### Extract
▽
This allows the second stage switches to isolate the traffic flows going to different outputs of the overall network, so
that they cannot interfere with one another. Since PEs are assigned to specific meta-routers, this level of traffic
isolation is sufficient to ensure that no meta-router can interfere with the traffic for another meta-router. Using
current technology, this architecture can scale to several thousand ports of 10 Gb/s each, with as much as one
megabyte of buffering available to each PE.

3. Implications of an Emerging Standard for Networking Research
The Advanced Telecommunications Computing Architecture (ATCA) is a rapidly developing set of standards
designed to facilitate the development of carrier-class communications and computing systems [PCMG]. ATCA
defines standard physical components and some standard patterns for how to use those components to construct high
performance systems. It has attracted broad industry support and is expected to lead to the development of a range of
inter-operable subsystems that will allow more cost effective and flexible development of new communication
systems.
ATCA has important implications for the networking research community. Networking researchers interested in
creating new network architectures and services have long had to content themselves with implementing
experimental networks using commodity PCs. Commercial routers have been difficult to use in research contexts,
because vendors have been unwilling to allow researchers to have access to the technical details needed to perform
experiments and make changes. ATCA is creating an intermediate market for router subsystems that can be
assembled into powerful, carrier-class communication systems. Subsystem vendors design their products to be
highly flexible to enable their use by multiple system vendors. This is creating an unprecedented opportunity for the
networking research community. We now have the tools to create high performance research systems that are built
on a hardware platform that is directly comparable to the best commercial systems.
Figure 3 shows a standard 14 slot ATCA chassis with backplane, power distribution system and cooling fans.
Such chasses are now available from several vendors. The backplane includes standard signals for clock distribution
and low level system management. It also defines fabric connections that implement several interconnection
topologies for high speed inter-board communication (differential signal pairs suitable for 2.5 Gb/s data rates).
ATCA standardizes key aspects of the boards that are used with the chassis, including physical size, connector type
and placement and the use of certain of the connector signals. It also defines standards for mezzanine cards that can
be optionally used with an ATCA base card. In addition, it defines standards for optional Rear Transition Modules
(RTM) which are small cards that are inserted into the back side of the chassis and are can be used for
interconnecting multiple chasses in larger systems. These elements of the standard are also shown in Figure 3.
Figure 4 shows examples of ATCA subsystems that are now starting to appear. The first example (at left) is the
Radisys 7010, a network processing blade that contains two IXP 2800 network processors [RA04]. Each NP has
sixteen internal processor cores for high throughput data processing, plus an Xscale processor (typically running

Figure 3. Selected ATCA Components

4

Figure 4. Sample ATCA Boards: Radisys 7010 network processor blade with RTM, Motorola 7120 Dual Xeon
compute blade and Diversified Technologies Infiniband switch blade
Linux) for control. Each NP has three banks of RDRAM providing 750 MB of storage and three banks of QDR
SRAM. The two NPs also share access to a dual-port TCAM that can be used for packet classification and other
applications requiring associative lookup. The Radisys board supports RTMs that provide external IO connections.
△
### Stated goal 1
Name every board in the Figure 4 caption of the ATCA extract.
### Stated goal 2
According to the ATCA extract, what data rate are the backplane's differential signal pairs suited for?
The material that comes next has no connection to the ATCA extract.

### Source material
▽
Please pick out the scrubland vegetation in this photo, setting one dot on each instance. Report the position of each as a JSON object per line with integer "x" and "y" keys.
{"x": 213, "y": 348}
△
### Right answer 1
- Radisys 7010 network processor blade with RTM
- Motorola 7120 Dual Xeon compute blade
- Diversified Technologies Infiniband switch blade

### Right answer 2
2.5 Gb/s